Despite COVID Hamilton credit rating in good shape

Despite the changes and extra costs placed on the City of Hamilton because of the COVID pandemic, The Standard and Poor credit rating agency has maintained Hamilton’s credit rating at AA+/stable. The agency says they maintain confidence because Hamilton has engaged in cost-cutting to meet the epidemic and are receiving support from senior governments.

In its commentary. S&P writes, “Hamilton’s economic diversification will facilitate its recovery, supported by prudent financial management. We believe Hamilton’s economy will contract in 2020 and begin to recover over the next two years as social distancing measures ease. Despite what we view as a temporary shock, we believe Hamilton continues to demonstrate characteristics of a resilient economy, including its economic diversification. Although historically rooted in steel production, the city’s economy has moved into other sectors, including advanced manufacturing, aerospace, agribusinesses, food processing, life sciences, digital media, and goods transport. We estimate that Hamilton’s GDP per capita is approximately in line with that of the national economy at about US$42,000.”

Hamilton’s strong management operates in what we deem to be a very predictable and well-balanced local and regional government framework that has demonstrated a high degree of institutional stability. Although provincial governments mandate a significant portion of municipal spending, they also provide operating fund transfers and impose fiscal restraint through legislative requirements to pass balanced operating budgets.

Hamilton funds its capital requirements, partly through creating operating surpluses that are used to fund capital projects. The remainder of its capital needs are funded through debt. Most households would love to be in Hamilton’s cash position as the report motes “the city’s average free cash and liquid assets are just over C$1 billion and will represent about 15 times debt service. “

The city’s total debt will rise to about $533 Million nest year against revenies of $1.7 Billion.

_DATASET EXTRACT:_
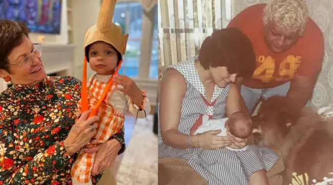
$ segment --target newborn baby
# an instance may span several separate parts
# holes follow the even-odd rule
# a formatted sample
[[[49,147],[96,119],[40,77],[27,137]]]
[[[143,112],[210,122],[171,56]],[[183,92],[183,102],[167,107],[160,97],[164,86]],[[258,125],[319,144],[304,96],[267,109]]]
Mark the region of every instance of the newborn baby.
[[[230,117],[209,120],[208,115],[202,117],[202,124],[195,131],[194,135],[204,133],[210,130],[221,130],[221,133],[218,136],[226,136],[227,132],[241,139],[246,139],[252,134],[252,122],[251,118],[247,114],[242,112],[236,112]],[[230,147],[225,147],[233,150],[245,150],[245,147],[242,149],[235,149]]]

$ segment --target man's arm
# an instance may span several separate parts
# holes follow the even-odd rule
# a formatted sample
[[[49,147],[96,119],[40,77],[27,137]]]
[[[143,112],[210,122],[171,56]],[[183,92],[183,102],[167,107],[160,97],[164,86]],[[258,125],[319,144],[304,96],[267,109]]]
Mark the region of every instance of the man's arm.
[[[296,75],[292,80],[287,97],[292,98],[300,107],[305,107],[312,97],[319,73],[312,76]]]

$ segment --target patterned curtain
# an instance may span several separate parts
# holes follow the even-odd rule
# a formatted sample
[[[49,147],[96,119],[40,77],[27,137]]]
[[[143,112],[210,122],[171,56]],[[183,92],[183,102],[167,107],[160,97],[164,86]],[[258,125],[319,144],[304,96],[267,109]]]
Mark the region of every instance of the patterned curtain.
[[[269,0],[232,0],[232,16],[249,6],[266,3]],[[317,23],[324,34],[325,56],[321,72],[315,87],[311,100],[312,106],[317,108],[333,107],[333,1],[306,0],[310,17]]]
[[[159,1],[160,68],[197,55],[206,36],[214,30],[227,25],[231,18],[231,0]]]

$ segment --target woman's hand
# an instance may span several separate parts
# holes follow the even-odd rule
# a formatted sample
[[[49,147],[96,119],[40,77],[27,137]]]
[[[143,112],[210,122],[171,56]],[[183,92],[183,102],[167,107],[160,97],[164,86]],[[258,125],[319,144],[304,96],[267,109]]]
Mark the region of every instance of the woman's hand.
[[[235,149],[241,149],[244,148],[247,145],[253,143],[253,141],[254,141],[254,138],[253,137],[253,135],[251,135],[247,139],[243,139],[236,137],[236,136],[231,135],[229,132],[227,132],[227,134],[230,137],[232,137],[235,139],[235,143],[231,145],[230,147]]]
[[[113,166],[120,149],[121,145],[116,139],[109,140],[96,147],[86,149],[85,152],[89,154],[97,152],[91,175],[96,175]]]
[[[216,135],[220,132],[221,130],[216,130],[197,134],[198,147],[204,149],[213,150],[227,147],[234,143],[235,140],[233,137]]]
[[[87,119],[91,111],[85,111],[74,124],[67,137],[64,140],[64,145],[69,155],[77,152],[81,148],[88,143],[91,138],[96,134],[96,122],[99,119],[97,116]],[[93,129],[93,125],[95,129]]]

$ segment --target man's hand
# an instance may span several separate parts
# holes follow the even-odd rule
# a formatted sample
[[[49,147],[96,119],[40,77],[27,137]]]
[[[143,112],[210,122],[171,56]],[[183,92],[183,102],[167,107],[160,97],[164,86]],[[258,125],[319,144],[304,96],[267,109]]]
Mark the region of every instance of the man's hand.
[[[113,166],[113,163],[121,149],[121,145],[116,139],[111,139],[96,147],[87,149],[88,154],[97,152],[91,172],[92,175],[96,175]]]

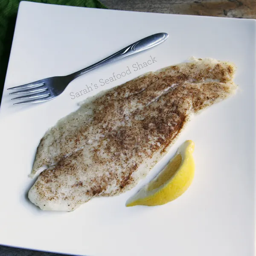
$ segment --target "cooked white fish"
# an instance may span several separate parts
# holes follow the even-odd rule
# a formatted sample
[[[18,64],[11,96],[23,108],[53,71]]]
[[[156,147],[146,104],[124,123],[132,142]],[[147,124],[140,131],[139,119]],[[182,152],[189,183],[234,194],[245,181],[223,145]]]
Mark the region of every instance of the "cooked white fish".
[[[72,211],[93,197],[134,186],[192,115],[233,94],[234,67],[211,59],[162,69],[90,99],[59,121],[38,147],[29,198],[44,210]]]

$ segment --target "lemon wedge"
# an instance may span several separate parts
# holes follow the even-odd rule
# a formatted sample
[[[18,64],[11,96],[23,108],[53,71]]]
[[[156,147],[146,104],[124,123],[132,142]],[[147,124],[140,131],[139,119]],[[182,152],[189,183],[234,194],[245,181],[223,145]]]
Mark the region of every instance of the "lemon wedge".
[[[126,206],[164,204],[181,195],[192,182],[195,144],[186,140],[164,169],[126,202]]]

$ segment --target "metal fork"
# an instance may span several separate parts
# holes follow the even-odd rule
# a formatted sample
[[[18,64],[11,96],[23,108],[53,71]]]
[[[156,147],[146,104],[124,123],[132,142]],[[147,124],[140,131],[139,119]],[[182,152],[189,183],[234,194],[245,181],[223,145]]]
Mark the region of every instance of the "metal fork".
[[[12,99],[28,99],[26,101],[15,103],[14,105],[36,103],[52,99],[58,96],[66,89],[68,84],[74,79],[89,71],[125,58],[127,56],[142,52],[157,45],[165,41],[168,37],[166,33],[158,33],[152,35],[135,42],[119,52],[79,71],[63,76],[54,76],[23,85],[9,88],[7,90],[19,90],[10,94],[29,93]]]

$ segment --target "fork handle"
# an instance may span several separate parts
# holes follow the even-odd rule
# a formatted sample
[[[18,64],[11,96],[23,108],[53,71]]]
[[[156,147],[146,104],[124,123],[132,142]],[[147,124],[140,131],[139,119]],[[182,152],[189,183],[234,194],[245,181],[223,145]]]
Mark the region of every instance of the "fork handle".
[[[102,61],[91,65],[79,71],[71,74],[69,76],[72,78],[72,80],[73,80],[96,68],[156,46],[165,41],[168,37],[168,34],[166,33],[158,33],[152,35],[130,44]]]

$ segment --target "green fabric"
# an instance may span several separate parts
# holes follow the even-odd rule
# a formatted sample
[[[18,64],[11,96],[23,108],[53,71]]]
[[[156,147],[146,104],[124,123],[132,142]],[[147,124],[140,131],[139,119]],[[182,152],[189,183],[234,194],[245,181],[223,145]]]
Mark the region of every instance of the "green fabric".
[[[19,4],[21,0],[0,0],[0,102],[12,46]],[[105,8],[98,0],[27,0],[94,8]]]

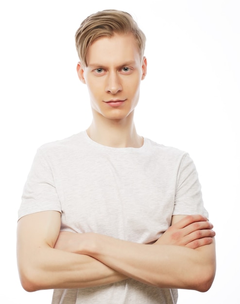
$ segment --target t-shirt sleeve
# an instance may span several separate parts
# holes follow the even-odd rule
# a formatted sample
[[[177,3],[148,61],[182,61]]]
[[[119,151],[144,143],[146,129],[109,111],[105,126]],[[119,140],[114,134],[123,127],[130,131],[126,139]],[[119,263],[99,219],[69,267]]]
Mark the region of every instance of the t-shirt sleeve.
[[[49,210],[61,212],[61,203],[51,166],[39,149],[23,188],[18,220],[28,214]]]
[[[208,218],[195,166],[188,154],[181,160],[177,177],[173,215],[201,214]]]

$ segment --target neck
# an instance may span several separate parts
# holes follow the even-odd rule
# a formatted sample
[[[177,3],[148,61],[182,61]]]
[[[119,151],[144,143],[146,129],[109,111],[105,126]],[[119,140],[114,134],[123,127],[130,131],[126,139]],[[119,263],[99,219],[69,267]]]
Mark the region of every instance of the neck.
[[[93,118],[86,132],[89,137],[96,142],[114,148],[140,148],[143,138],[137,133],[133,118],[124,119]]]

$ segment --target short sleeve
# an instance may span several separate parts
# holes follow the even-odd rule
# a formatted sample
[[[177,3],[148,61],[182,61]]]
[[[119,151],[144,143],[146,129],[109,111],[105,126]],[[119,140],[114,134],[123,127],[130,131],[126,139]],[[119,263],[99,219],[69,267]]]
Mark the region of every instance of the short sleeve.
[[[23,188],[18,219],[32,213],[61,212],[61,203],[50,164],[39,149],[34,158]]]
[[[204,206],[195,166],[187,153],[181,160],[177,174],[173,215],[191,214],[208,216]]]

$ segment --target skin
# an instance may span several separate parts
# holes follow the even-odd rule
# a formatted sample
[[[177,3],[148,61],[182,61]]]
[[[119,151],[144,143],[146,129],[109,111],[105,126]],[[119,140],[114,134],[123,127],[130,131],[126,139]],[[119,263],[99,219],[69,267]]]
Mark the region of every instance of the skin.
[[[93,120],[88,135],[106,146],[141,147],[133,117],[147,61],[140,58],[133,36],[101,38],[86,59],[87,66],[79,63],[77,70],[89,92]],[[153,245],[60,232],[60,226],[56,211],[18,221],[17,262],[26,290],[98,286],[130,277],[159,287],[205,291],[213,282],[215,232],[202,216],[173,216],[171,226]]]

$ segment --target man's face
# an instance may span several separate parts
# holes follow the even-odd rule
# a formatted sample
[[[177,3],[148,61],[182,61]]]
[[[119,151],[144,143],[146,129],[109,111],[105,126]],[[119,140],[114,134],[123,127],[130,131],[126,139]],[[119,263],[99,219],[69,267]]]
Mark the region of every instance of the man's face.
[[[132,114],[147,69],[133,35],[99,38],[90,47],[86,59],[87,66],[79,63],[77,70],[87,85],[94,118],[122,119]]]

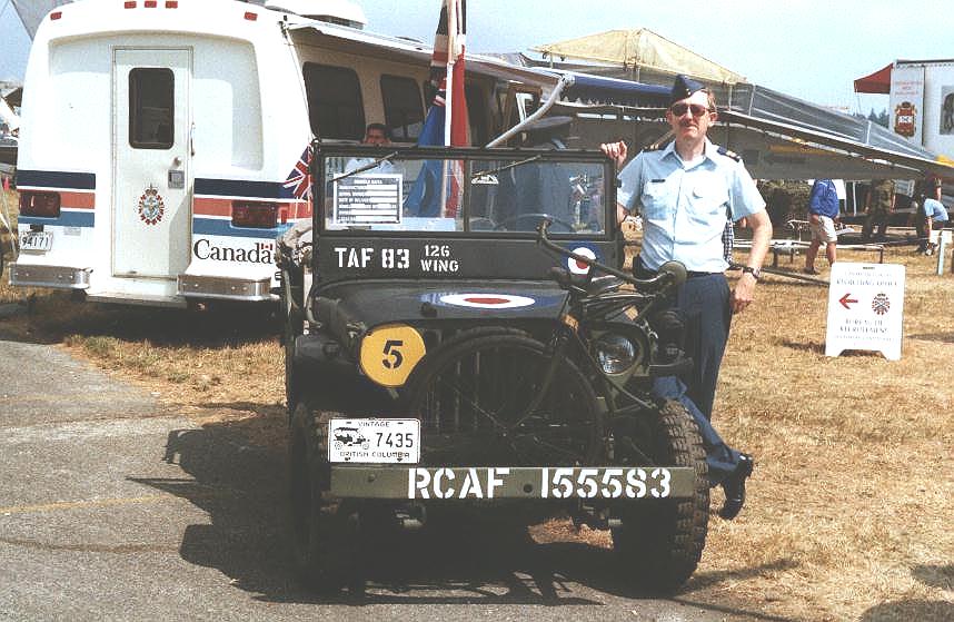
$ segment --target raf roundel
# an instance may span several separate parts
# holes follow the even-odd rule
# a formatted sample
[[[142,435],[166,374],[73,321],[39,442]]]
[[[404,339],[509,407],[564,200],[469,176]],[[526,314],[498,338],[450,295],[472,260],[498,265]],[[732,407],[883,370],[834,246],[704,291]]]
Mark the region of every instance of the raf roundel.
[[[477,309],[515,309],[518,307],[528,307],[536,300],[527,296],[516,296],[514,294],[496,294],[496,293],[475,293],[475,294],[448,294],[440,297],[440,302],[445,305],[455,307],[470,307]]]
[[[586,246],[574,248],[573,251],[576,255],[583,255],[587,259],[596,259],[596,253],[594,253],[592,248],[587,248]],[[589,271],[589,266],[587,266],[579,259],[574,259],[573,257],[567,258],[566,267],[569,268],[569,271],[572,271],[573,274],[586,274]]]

_WORK TO COMPLETE:_
- 1) Answer these questions using the Hamilton credit rating article:
(a) What credit rating did Standard and Poor maintain for Hamilton?
(b) What industry was the city's economy historically rooted in?
(c) About how many times debt service will the city's average free cash and liquid assets represent?
- 2) Reproduce the portion of the Hamilton credit rating article that opens with the words "Hamilton’s strong management" and closes with "balanced operating budgets.".
- 3) Render this sentence from the Hamilton credit rating article in French: "The remainder of its capital needs are funded through debt."
The records have no role in any of these tasks.

_TASK RESULTS:_
- 1)
(a) AA+/stable
(b) Steel production
(c) About 15 times

- 2)
Hamilton’s strong management operates in what we deem to be a very predictable and well-balanced local and regional government framework that has demonstrated a high degree of institutional stability. Although provincial governments mandate a significant portion of municipal spending, they also provide operating fund transfers and impose fiscal restraint through legislative requirements to pass balanced operating budgets.

- 3) Le reste de ses besoins en capital est financé par la dette.